Short task a:
Starting at the line of the entries that contains "plowed brown field." and continuing through the end of the entries, write those lines out again with the requests included, shifting every bounding-box coordinate in the answers by -80.

Thankfully, about age fourteen (about the same time I abandoned the whole Christianity thing), I discovered that my new stereo system could – just barely, and only with much manipulation of antennae – pick up a radio station broadcasting from the nearest college town, Chico. This was – before the death of non-corporate radio – 106.7 Z-Rock, and through it I discovered the broader world of rock and metal.
Being an angsty teenager, I of course gravitated towards the most aggressive-sounding music typically played. Which in the late ‘90s, was (in the USA) the start of the Nu-metal trend. Limp Bizkit (oh gods, why?!), Papa Roach (the first CD was alright), and Korn (actually good in their early years) offered a different sound than the then-dominant grunge rock of Nirvana (which I like, but it was played a LOT in the ‘90s).
And then, I discovered contemporary American heavy metal. Slipknot, Mudvayne, Spineshank, System of a Down. I was listening to the last when I heard about the September 11 attacks – (appropriate, in retrospect) and Slipknot in particular (Spineshank’s Height Of Callousness was spectacular, and underrated) kept me going through college and into my Army days. I’d have been happy to have been called a maggot in the 2000’s, and I still pull out their early albums every so often even now that I’ve pretty fully converted to European melodeath.
In Flames’ Soundtrack to Your Escape was my first introduction to the genre (I'll always remember walking to my Medieval English History course at Berkeley with that screaming in my headphones), but I could never predicted how much of a gateway drug that would turn out to be! Sometimes I wonder how different my life would be if I had encountered Amon Amarth’s work then, when they had just published Fate of Norns. But, maybe, those aforementioned goddesses knew that it was not yet my time.
Regardless, it was another ten years before I would re-encounter Swedish melodeath – in fact, I didn’t really do much to develop my personal aesthetic tastes on any front for a decade. Too busy trying (failing) to figure out the whole career thing, getting graduate degrees, building a household, and all that good jazz.
In late 2015 I was working on a statistical analysis project (published!) with Pandora active, set to play some In Flames, because I had listened to the CD again for the first time in a few years and remembered how much I really liked it. Naturally, other Swedish bands out of Gothenborg seen as similar to In Flames started coming up on the Pandora playlist. So I heard Dark Tranquility for the first time, and started buying their CDs. And I heard Amon Amarth.
To be absolutely honest, I had heard of Amon Amarth before – I’m a massive Tolkien-nerd, and in my various deep dives into Wikipedia and Tvtropes I’d run across the random factoid that a Swedish death metal band used Tolkien’s Sindarin name for Mount Doom (the place you throw the Ring of Fire, gentle Hobbits). Something I wholeheartedly approved of, but never had the motivation to track down the band’s work.

Stored records:
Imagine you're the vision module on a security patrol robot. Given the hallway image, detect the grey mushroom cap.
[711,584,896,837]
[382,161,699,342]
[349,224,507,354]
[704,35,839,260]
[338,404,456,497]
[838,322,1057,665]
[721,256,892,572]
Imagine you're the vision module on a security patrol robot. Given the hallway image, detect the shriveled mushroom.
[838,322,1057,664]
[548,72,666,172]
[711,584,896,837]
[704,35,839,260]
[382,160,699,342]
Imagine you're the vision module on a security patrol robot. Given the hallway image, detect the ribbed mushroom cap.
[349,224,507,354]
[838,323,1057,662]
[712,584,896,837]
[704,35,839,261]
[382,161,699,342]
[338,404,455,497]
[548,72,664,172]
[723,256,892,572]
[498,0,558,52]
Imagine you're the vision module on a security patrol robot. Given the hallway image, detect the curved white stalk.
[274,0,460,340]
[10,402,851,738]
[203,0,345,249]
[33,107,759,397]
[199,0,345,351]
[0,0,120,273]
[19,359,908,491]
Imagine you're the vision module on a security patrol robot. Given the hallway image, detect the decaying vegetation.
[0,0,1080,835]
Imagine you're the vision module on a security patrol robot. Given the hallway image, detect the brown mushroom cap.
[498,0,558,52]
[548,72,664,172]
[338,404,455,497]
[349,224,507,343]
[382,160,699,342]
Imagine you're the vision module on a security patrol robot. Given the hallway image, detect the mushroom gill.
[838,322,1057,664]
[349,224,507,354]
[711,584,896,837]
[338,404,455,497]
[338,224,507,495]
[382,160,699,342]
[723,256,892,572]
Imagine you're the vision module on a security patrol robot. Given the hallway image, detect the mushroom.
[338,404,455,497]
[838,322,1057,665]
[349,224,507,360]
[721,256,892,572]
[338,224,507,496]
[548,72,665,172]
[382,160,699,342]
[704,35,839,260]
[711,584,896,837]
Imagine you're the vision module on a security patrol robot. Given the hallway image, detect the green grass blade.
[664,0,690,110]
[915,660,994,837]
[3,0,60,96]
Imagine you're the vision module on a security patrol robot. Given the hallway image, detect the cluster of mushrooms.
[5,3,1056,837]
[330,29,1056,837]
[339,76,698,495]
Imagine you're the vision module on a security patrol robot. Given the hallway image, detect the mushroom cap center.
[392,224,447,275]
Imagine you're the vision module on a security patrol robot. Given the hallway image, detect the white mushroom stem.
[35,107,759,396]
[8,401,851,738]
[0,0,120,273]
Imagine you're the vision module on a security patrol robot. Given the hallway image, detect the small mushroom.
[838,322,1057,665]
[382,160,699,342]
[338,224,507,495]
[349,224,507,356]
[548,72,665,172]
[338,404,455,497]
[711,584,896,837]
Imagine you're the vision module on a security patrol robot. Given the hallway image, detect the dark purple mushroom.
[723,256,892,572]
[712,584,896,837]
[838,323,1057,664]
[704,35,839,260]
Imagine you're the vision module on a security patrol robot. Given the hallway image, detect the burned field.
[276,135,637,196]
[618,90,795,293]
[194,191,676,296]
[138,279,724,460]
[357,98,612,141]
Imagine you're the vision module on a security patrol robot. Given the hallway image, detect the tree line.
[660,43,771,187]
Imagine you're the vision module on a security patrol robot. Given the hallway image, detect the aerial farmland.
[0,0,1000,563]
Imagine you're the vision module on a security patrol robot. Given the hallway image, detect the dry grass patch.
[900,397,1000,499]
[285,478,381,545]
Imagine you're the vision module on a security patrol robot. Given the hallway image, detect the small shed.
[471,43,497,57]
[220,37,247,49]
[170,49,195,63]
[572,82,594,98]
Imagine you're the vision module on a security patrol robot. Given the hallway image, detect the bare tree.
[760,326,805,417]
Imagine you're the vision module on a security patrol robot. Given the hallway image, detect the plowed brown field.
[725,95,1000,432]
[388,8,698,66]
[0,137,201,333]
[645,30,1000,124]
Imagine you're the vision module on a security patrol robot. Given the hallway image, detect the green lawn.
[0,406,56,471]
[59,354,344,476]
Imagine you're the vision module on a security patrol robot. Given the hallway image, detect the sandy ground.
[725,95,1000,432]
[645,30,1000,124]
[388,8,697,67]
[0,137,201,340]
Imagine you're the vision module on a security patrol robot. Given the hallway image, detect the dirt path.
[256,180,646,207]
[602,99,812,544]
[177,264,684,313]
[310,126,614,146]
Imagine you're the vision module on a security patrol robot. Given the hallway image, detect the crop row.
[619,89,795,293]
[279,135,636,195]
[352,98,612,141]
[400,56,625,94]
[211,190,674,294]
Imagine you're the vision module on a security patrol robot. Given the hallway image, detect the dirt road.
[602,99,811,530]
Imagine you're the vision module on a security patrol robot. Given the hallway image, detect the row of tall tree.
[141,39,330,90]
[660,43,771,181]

Short task b:
In the music memoir excerpt, which In Flames album was the writer's first introduction to melodeath?

Written solution a:
Imagine you're the vision module on a security patrol robot. Given the hallway image, detect the plowed brown field.
[645,15,920,352]
[308,-72,618,-14]
[-80,57,121,253]
[565,-50,920,44]
Imagine you're the vision module on a security patrol robot. Given the hallway image, detect the green lawn.
[-80,326,-24,391]
[-21,274,264,396]
Imagine you're the vision module on a security patrol robot. Given the hallway image, detect the sandy ground.
[645,15,920,352]
[565,-50,920,44]
[308,-72,617,-13]
[-80,57,121,260]
Imagine you're the vision module on a security patrol robot. Given the hallway image, detect the dirt path.
[176,100,566,127]
[522,19,732,464]
[97,184,604,233]
[230,46,534,66]
Imagine you're the vision module on a security patrol robot. Given the hallway image, detect the crop row.
[539,9,715,213]
[199,55,556,115]
[272,18,532,61]
[320,-24,545,14]
[131,110,594,214]
Imagine you're the vision module on a security patrol robot. Given the hallway image, detect the dirt road.
[522,19,731,450]
Imagine you're the vision module on a security patrol robot. Given the hallway image, detect the row of tall tree.
[61,-41,250,10]
[580,-37,691,101]

Written solution b:
Soundtrack to Your Escape